Das Wichtigste in Kürze
- Versicherungskonzerne profitieren im Geschäft mit der zweiten Säule von einer speziellen Gewinngarantie.
- Dadurch flossen in den letzten Jahren Milliarden von kleinen und mittleren Unternehmen (KMU) an die Versicherungskonzerne.
- Versicherer bieten eine Kapitalschutzgarantie für KMU – doch die ist teuer.
- Wenn KMU ihre Angestellten bei unabhängigen Sammelstiftungen oder Verbandskassen versichern, lassen sich häufig deutlich höhere Rentenziele erreichen.
Gewinne auf sicher: Von einer «völligen Fehlkonstruktion» spricht SP-Nationalrätin und Unternehmerin Jacqueline Badran. Sie meint die Gewinngarantie in der Beruflichen Vorsorge (2. Säule, BVG), mit der Versicherungskonzerne schon vor Abzug der Kosten einen Gewinn einnehmen dürfen. Acht Versicherungskonzerne offerieren BVG-Lösungen für 1,7 Millionen KMU-Angestellte. Das Parlament sichert den Konzernen seit 2005 staatlich garantierte Gewinne von maximal 10 Prozent zu. 2016 waren das gemäss Wirtschaftsmagazin ECO rund 550 Millionen Franken. Seit 2005 summieren sich diese Gewinne auf knapp 6.2 Milliarden Franken – zu Lasten der Versicherten.

__Aufgaben__.
**1.** Übersetze aus dem Textauszug zur BVG-Gewinngarantie den Satz «Das Parlament sichert den Konzernen seit 2005 staatlich garantierte Gewinne von maximal 10 Prozent zu.» ins Englische.
**2.** Führe den Textauszug zur BVG-Gewinngarantie nach seinem letzten Satz weiter.
Die Datensätze stehen in keinem Zusammenhang mit dem Textauszug zur BVG-Gewinngarantie.

[Datensatzauszüge mit Box-Markierungen]

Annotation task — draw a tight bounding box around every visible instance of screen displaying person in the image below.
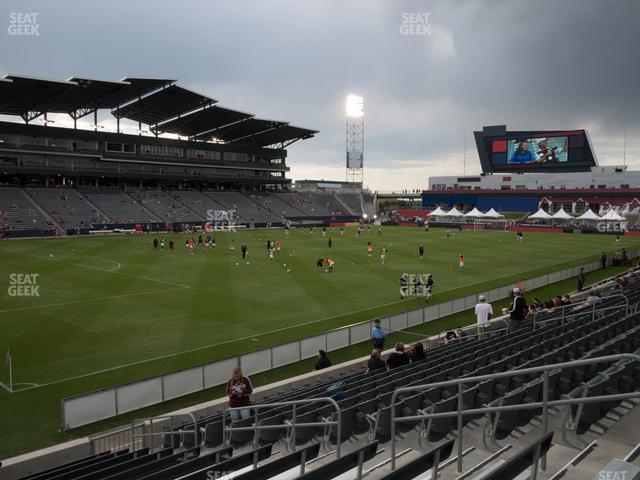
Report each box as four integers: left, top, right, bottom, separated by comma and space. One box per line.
509, 140, 534, 163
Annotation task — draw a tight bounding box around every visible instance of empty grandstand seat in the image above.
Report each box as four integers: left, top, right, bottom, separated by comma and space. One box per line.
378, 439, 454, 480
298, 442, 378, 480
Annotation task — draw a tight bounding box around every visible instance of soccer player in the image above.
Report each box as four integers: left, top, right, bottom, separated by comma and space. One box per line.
425, 274, 433, 302
327, 258, 336, 273
400, 273, 409, 300
413, 275, 423, 301
371, 319, 389, 350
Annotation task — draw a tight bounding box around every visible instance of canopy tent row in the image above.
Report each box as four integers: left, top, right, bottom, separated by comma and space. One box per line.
529, 208, 553, 220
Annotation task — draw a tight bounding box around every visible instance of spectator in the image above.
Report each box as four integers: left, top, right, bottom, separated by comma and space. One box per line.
371, 320, 389, 350
227, 367, 253, 422
585, 290, 600, 307
578, 268, 585, 292
327, 382, 347, 402
365, 348, 386, 373
409, 342, 427, 362
508, 287, 527, 333
314, 350, 331, 370
475, 295, 493, 340
387, 342, 411, 368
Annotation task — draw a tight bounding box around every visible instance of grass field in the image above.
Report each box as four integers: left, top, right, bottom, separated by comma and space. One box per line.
0, 228, 640, 458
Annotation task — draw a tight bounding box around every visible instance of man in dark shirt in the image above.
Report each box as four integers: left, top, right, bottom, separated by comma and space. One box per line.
509, 288, 527, 333
387, 342, 411, 368
314, 350, 331, 370
365, 348, 387, 373
578, 268, 585, 292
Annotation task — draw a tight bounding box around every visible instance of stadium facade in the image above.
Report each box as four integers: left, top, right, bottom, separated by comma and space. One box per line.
0, 75, 370, 236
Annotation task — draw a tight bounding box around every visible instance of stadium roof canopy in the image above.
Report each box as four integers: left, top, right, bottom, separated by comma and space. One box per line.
197, 118, 318, 147
0, 75, 318, 148
112, 85, 217, 125
0, 75, 175, 122
152, 105, 253, 137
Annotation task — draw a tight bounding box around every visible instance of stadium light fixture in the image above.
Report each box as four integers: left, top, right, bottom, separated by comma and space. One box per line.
347, 95, 364, 118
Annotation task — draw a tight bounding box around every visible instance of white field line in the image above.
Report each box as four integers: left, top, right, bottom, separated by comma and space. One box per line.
0, 287, 189, 314
7, 250, 191, 288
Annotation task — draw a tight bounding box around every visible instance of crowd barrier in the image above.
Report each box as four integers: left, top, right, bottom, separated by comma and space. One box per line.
62, 252, 637, 430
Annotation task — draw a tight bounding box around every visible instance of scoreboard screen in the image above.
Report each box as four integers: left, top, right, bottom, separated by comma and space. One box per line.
475, 127, 597, 173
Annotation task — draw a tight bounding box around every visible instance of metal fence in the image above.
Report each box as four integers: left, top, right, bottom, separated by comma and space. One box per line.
62, 252, 624, 430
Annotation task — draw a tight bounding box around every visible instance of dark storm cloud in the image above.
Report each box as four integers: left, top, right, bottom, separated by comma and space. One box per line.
0, 0, 640, 188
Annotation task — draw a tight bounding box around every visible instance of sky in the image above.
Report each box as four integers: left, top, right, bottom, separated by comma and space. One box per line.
0, 0, 640, 191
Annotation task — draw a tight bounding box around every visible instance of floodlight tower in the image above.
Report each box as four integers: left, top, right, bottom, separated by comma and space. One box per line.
346, 95, 364, 185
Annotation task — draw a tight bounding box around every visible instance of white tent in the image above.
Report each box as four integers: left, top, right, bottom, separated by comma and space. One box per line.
602, 208, 625, 222
464, 207, 484, 218
577, 209, 602, 221
446, 207, 462, 217
529, 208, 553, 220
552, 208, 573, 220
429, 207, 447, 217
482, 208, 504, 218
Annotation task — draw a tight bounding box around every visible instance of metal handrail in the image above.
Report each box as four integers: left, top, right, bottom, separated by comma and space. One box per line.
533, 293, 629, 330
222, 397, 342, 458
391, 353, 640, 472
131, 412, 198, 450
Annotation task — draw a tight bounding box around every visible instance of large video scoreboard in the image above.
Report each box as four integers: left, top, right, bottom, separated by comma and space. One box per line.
474, 125, 597, 173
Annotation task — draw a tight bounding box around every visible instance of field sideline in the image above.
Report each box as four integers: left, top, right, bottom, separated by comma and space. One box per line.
0, 227, 640, 458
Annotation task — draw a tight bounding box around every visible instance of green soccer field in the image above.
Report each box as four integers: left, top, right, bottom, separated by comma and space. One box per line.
0, 227, 640, 458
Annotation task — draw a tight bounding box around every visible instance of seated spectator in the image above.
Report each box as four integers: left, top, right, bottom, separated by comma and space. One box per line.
409, 342, 427, 362
227, 367, 253, 422
327, 382, 347, 402
365, 348, 387, 373
585, 290, 600, 307
387, 342, 411, 368
313, 350, 331, 370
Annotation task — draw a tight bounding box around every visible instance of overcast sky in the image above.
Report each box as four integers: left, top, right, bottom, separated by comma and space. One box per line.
0, 0, 640, 190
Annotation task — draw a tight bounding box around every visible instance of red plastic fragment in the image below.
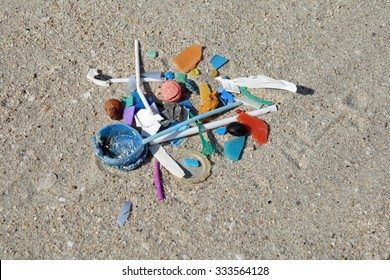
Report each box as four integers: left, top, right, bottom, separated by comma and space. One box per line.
237, 112, 268, 144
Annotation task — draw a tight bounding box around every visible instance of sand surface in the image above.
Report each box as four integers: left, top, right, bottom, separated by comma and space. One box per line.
0, 0, 390, 259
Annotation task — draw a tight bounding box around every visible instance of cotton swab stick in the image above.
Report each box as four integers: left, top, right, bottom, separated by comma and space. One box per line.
150, 105, 278, 144
134, 39, 153, 115
142, 102, 241, 144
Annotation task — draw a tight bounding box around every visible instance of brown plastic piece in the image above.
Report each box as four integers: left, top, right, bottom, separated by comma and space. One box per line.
172, 44, 202, 73
104, 99, 123, 120
237, 113, 268, 144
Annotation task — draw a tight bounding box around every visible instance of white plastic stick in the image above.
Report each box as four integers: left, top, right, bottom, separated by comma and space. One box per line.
134, 39, 153, 115
150, 105, 278, 144
109, 77, 166, 84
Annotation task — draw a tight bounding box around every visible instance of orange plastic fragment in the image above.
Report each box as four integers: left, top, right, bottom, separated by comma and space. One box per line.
199, 83, 219, 113
237, 112, 268, 144
172, 44, 202, 73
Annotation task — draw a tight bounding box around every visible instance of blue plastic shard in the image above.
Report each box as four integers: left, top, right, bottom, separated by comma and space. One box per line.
166, 121, 190, 148
214, 127, 226, 135
184, 79, 199, 94
183, 158, 199, 167
210, 54, 229, 70
218, 88, 234, 105
223, 136, 246, 161
116, 200, 131, 227
131, 91, 153, 114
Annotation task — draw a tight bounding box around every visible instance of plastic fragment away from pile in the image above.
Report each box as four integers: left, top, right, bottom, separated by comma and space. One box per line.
116, 200, 132, 227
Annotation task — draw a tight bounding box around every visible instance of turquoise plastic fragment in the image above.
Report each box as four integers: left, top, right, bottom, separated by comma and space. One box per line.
214, 127, 226, 135
175, 73, 187, 83
210, 54, 229, 70
121, 95, 134, 108
146, 50, 157, 58
183, 158, 199, 167
223, 136, 246, 161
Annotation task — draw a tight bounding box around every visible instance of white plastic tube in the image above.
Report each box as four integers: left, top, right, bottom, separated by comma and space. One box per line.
134, 39, 153, 115
150, 105, 278, 144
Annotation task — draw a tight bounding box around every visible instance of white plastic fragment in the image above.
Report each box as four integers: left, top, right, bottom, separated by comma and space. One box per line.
87, 68, 166, 87
87, 68, 110, 87
150, 105, 278, 144
149, 144, 185, 178
116, 200, 131, 227
215, 75, 297, 93
134, 102, 164, 137
82, 91, 91, 99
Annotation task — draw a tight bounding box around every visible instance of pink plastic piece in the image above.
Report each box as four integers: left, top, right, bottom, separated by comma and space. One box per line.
153, 160, 164, 201
123, 106, 135, 126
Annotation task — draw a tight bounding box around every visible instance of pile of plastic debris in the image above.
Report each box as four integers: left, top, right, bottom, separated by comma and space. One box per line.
87, 40, 297, 224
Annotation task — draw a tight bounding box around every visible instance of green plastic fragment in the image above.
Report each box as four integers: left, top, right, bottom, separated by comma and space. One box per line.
223, 136, 246, 161
175, 73, 187, 83
121, 96, 134, 108
146, 50, 157, 58
240, 87, 273, 106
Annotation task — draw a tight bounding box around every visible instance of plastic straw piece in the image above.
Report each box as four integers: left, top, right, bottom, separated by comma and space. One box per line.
142, 102, 241, 144
150, 103, 278, 144
134, 39, 153, 115
240, 87, 272, 106
153, 160, 164, 201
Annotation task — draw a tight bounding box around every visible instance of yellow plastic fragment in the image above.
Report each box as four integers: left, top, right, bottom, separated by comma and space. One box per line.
172, 44, 202, 73
199, 83, 219, 113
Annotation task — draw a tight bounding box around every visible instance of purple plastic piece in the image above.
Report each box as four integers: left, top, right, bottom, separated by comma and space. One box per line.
153, 160, 164, 201
123, 106, 135, 126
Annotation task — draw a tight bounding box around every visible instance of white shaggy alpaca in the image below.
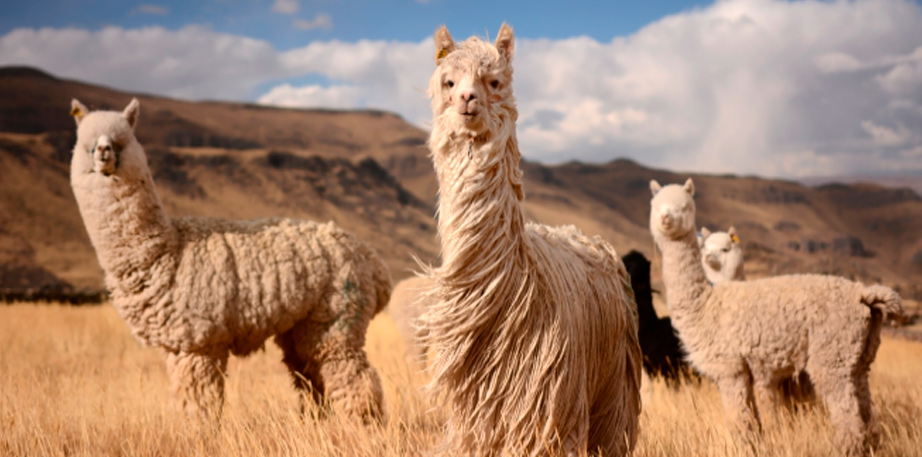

__Lösungen nach Aufgabe__.
**1.** Since 2005, Parliament has assured the companies state-guaranteed profits of at most 10 percent.

**2.**
Teure Garantie: Sechs Versicherungskonzerne offerieren im BVG-Geschäft eine so genannte Vollversicherung. Das heisst, sie garantieren, dass der Versicherte trotz Schwankungen an den Kapitalmärkten keine Verluste erleidet. Josef Zopp vom Beratungsunternehmen Weibel, Hess & Partner sagt: «Wir kennen die Zukunft nicht. Aber in der Vergangenheit hat sich der Kapitalschutz nicht gelohnt. Und man kann die Aussage machen, dass in der Tendenz die teilautonomen Stiftungen wirklich günstiger sind und für einen Arbeitnehmer als versicherte Person mehr herausschaut», sagt Josef Zopp.
Tiefere Renten: Josef Zopp hat anhand umfangreicher Daten für ECO ermittelt, wie stark eine Vorsorge-Lösung bei einem Lebensversicherer im Schnitt auf die Rente schlägt. Der Befund: Ein Angestellter mit 80'000 resp. 120'000 Franken Jahreslohn, erhält bei einem Versicherungskonzern nach der Pensionierung im Schnitt zwischen 17 und 20 Prozent weniger Rente pro Jahr als bei einer unabhängigen Sammelstiftung ohne Kapitalschutz.
Alternativen sind möglich: Die Grossgärtnerei Zulauf aus Schinznach (AG) zum Beispiel setzt seit Jahren auf eine Branchenlösung. Ihre rund 100 Angestellten sind bei der «Pensionskasse Gärtner & Floristen» versichert. Die Kasse steht finanziell sehr gut da. Christian Zulauf, Miteigentümer der Gärtnerei, musste seit 20 Jahren noch nie wegen einer Unterdeckung seiner Kasse Kapital nachschiessen. Ein Wechsel zu einem Versicherungskonzern steht für ihn ausser Diskussion, obwohl er durchaus beworben wird: «Die brauchen wir nicht».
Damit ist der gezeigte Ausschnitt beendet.